GIVEN RECORDS:
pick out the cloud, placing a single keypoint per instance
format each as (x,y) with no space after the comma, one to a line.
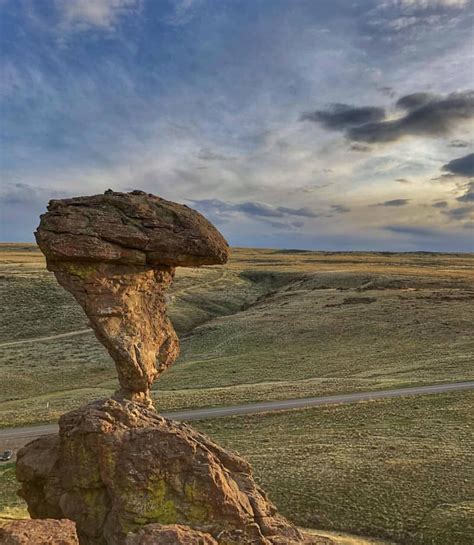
(206,154)
(339,208)
(364,148)
(426,115)
(412,230)
(426,4)
(438,117)
(468,196)
(463,166)
(254,209)
(460,213)
(84,14)
(342,116)
(415,100)
(183,12)
(395,202)
(459,144)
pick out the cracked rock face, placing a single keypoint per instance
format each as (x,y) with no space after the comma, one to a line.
(39,532)
(121,472)
(117,467)
(116,254)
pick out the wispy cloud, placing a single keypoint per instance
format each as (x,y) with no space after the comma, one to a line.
(395,202)
(77,15)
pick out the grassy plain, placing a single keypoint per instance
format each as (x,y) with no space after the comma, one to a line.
(399,468)
(281,324)
(270,325)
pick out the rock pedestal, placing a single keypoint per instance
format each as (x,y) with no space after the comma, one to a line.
(122,473)
(116,254)
(117,466)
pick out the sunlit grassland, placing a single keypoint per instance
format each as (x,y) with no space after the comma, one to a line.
(400,468)
(270,325)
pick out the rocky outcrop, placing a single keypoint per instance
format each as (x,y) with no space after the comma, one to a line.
(116,254)
(117,466)
(121,472)
(171,534)
(39,532)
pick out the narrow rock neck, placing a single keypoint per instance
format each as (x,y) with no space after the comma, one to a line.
(126,308)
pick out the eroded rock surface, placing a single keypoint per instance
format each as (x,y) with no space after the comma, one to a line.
(116,254)
(157,534)
(39,532)
(118,466)
(121,472)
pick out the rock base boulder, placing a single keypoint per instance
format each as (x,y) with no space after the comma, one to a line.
(117,466)
(39,532)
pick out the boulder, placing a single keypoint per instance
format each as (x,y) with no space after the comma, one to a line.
(171,534)
(120,466)
(39,532)
(116,254)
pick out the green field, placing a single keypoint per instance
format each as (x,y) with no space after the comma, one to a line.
(277,325)
(269,325)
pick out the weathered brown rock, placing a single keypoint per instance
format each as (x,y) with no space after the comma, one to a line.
(122,473)
(170,534)
(39,532)
(120,466)
(116,254)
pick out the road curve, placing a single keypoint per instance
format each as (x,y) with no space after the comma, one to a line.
(48,338)
(267,406)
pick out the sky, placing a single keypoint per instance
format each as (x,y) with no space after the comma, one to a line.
(326,125)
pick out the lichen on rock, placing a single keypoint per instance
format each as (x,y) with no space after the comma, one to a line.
(121,472)
(116,254)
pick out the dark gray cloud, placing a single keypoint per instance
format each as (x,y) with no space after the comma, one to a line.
(463,166)
(415,100)
(254,209)
(339,208)
(357,146)
(411,230)
(468,196)
(439,117)
(459,144)
(460,213)
(395,202)
(343,116)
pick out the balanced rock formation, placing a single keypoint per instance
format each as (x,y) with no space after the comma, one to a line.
(121,472)
(116,254)
(39,532)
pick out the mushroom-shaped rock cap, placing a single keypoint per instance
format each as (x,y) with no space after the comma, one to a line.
(135,228)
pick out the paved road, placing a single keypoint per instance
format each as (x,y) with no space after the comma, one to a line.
(48,338)
(269,406)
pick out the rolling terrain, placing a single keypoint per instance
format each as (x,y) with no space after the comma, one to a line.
(275,325)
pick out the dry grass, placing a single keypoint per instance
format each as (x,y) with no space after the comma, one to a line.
(400,469)
(271,325)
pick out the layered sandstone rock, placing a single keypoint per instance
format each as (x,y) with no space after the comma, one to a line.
(116,254)
(39,532)
(117,466)
(121,472)
(171,534)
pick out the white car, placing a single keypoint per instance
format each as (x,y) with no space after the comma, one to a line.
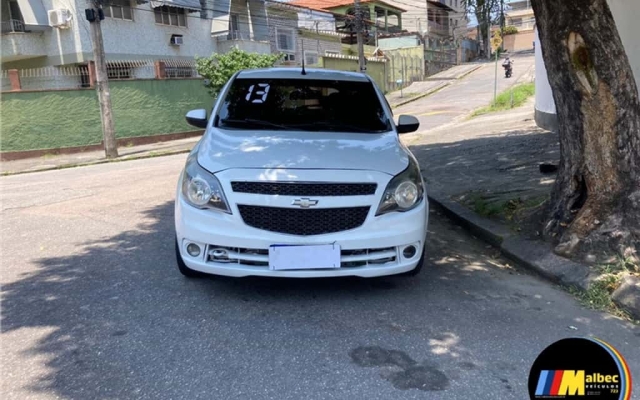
(300,174)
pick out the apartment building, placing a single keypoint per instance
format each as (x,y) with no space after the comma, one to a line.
(39,33)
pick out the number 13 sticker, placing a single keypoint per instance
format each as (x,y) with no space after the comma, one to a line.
(258,94)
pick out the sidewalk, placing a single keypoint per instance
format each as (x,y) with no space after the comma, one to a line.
(420,89)
(484,173)
(97,157)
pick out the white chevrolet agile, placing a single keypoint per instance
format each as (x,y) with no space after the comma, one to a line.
(301,174)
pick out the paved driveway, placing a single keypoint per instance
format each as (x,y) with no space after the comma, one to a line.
(94,308)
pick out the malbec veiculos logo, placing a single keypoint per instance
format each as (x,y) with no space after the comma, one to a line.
(563,383)
(579,368)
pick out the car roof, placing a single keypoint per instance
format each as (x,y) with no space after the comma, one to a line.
(296,73)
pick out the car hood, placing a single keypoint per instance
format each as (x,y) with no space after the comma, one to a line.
(227,149)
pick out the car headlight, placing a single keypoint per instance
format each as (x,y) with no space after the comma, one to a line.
(404,192)
(201,188)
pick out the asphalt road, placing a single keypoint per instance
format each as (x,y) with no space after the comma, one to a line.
(93,307)
(466,94)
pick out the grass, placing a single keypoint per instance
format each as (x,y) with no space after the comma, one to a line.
(598,296)
(510,98)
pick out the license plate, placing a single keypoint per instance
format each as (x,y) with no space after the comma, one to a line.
(289,257)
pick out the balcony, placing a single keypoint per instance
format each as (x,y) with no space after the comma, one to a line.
(17,43)
(438,29)
(12,26)
(243,41)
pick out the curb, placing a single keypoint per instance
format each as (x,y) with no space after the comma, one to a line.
(89,163)
(437,88)
(533,255)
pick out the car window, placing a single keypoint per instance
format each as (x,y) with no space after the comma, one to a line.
(303,104)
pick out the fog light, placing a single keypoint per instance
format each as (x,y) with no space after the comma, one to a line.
(193,250)
(409,251)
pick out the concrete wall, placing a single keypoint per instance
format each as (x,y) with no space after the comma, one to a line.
(398,42)
(141,38)
(625,15)
(375,69)
(72,118)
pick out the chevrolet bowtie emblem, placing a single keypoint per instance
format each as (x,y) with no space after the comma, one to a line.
(304,203)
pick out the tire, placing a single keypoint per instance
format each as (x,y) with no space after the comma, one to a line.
(182,267)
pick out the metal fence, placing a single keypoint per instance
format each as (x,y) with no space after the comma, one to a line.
(78,76)
(54,78)
(403,70)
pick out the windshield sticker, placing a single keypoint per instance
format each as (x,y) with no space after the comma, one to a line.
(258,94)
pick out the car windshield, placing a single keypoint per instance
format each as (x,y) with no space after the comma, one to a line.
(303,105)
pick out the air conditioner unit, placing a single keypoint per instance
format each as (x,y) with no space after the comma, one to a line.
(60,18)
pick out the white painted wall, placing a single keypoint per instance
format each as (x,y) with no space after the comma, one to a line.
(625,14)
(141,38)
(544,95)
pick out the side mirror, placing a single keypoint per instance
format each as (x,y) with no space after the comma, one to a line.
(197,118)
(407,123)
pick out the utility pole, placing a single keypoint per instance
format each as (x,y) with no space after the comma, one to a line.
(502,23)
(94,16)
(359,23)
(488,33)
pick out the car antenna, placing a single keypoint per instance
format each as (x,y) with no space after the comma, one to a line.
(304,72)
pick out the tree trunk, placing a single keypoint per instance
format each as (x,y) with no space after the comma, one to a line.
(595,204)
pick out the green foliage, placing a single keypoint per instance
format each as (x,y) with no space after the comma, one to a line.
(219,68)
(510,30)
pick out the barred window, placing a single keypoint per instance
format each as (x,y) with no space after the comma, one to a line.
(179,72)
(119,9)
(170,16)
(119,71)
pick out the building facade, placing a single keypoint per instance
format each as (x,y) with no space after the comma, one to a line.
(302,33)
(38,33)
(624,15)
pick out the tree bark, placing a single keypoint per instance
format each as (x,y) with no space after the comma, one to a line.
(595,203)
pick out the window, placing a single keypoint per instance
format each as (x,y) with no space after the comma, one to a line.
(284,39)
(84,76)
(173,16)
(303,104)
(119,9)
(119,71)
(311,57)
(179,72)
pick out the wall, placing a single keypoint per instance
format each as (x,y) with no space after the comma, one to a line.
(375,69)
(283,19)
(71,117)
(397,42)
(123,40)
(624,13)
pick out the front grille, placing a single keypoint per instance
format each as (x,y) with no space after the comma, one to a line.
(296,221)
(305,189)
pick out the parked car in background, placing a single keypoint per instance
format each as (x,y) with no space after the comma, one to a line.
(300,174)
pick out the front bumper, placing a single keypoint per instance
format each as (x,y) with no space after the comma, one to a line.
(373,249)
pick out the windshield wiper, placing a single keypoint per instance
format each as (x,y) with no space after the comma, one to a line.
(338,126)
(252,121)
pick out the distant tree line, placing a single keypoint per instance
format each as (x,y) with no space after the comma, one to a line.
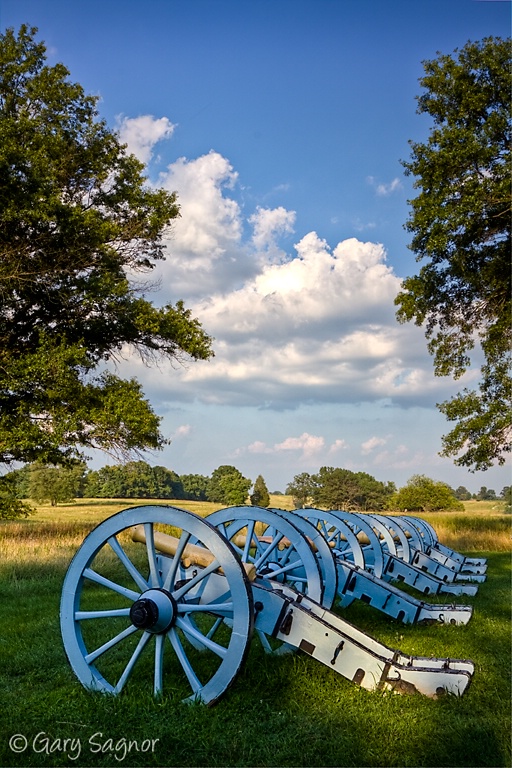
(335,488)
(329,488)
(134,480)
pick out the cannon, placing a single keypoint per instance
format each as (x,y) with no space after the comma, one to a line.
(157,594)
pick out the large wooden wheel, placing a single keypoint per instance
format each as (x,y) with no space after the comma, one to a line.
(166,622)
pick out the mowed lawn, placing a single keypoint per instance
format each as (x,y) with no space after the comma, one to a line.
(281,711)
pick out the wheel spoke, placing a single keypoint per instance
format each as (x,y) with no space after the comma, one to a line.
(215,627)
(189,629)
(171,574)
(129,667)
(110,644)
(159,664)
(192,678)
(132,570)
(248,540)
(104,582)
(150,547)
(268,551)
(108,614)
(216,608)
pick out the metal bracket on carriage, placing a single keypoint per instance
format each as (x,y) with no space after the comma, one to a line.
(355,582)
(443,571)
(350,652)
(191,555)
(420,579)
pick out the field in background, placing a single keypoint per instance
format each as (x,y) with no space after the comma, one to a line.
(483,526)
(286,711)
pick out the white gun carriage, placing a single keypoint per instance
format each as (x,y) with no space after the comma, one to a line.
(160,593)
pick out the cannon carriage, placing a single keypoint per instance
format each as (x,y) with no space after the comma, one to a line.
(162,596)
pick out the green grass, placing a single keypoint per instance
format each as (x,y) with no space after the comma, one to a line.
(280,711)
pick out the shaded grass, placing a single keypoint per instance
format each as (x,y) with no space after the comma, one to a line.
(281,711)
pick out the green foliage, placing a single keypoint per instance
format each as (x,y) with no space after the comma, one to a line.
(11,506)
(260,496)
(301,489)
(506,495)
(461,228)
(77,218)
(228,486)
(335,488)
(486,494)
(422,494)
(195,487)
(133,480)
(462,493)
(55,484)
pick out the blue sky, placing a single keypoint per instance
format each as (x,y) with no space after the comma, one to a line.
(281,124)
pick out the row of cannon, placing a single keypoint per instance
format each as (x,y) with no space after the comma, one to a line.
(159,593)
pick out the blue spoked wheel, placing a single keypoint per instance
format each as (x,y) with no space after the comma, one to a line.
(131,614)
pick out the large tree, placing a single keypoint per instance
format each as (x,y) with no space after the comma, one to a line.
(228,486)
(460,222)
(79,224)
(422,494)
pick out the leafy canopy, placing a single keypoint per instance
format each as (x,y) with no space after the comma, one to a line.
(260,496)
(422,494)
(460,222)
(79,226)
(336,488)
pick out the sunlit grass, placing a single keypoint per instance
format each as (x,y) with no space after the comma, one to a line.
(287,711)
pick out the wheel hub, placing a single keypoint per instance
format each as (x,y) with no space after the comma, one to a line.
(155,611)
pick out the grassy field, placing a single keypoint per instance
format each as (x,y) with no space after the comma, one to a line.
(281,711)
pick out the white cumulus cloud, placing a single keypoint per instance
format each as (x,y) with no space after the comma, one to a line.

SHORT PROBLEM: Produce an exact copy of the lines from the one containing "pick out the row" through the last line, and of nothing else.

ANSWER:
pick out the row of cannon, placing a single keypoint per instance
format each as (x,y) with no space after the comma, one to a line.
(159,593)
pick out the blue spoked wheel, placing a single keypoint per instance
format each as (x,y) with no space after the comma, one to a line.
(131,614)
pick out the large tree, placing a single keypoint per instance
format each as (x,y) with no space after the comma, one to a line.
(228,486)
(460,222)
(79,224)
(422,494)
pick out the leafy canopy, placing a single keypoint per instance
format each as (x,y) with no space after the comma, one to a line.
(260,496)
(422,494)
(460,222)
(79,226)
(336,488)
pick out the sunlit grass, placing a single keypoint per instance
format each as (x,y) with no space after the comma, one to a line.
(287,711)
pick out the wheel hub, placing a single keypoint per instance
format each as (x,y) with no space after the comma, one to a line.
(155,611)
pick out the grassy field, placing a single keypoint per instance
format each as (x,y) with no space after the comma, one to a line.
(281,711)
pick out the white cumulus cloud, placing a single keypoint per instance
format each as (x,y) with no space after the comma, one to a line.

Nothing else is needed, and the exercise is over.